-- Stated problem --
Render the lines from the one containing "Keypoint placement for each instance of the parked" through the one containing "Keypoint placement for each instance of the car license" as a Markdown table with the columns No. and Line, numbering each row and omitting blank lines.

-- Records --
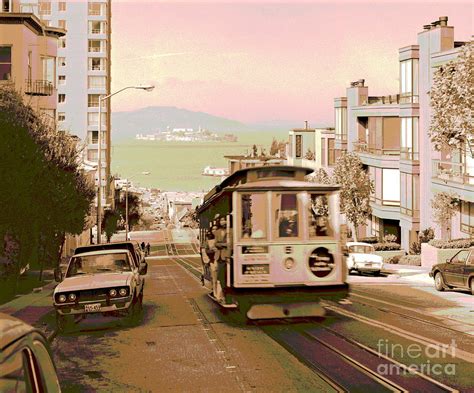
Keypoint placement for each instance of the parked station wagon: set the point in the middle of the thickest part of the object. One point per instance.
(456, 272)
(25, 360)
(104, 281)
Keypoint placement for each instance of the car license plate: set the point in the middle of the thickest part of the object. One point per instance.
==
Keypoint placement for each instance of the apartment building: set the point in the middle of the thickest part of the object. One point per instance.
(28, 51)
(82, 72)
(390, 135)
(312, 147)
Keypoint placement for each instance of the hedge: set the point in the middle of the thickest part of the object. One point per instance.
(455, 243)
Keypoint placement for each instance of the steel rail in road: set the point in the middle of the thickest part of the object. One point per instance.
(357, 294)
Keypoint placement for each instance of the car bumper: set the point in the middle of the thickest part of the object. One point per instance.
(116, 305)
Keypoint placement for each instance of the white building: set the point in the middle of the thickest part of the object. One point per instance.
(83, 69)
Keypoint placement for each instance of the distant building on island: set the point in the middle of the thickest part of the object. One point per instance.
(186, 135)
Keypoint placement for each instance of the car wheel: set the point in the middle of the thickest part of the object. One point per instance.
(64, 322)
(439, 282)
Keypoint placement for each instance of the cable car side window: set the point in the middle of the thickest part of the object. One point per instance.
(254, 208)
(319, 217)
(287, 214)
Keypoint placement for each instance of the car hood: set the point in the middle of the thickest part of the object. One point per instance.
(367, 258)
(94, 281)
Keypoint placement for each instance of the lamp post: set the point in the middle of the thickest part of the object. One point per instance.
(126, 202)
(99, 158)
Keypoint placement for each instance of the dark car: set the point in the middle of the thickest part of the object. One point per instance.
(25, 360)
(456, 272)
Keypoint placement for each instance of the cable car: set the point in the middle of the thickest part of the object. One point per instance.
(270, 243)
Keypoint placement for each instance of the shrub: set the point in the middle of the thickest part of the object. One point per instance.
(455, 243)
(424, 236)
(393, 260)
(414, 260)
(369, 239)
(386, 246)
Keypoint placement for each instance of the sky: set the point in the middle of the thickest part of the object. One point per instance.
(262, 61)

-- Reply --
| No. | Line |
|---|---|
| 1 | Keypoint placement for each instance of the parked station wagon: set the point in the middle of the thickest part of the object. One point per instance. |
| 2 | (456, 272) |
| 3 | (25, 360) |
| 4 | (104, 281) |
| 5 | Keypoint placement for each instance of the car license plate: set the point in the middle of the thickest part of the object. One point per instance. |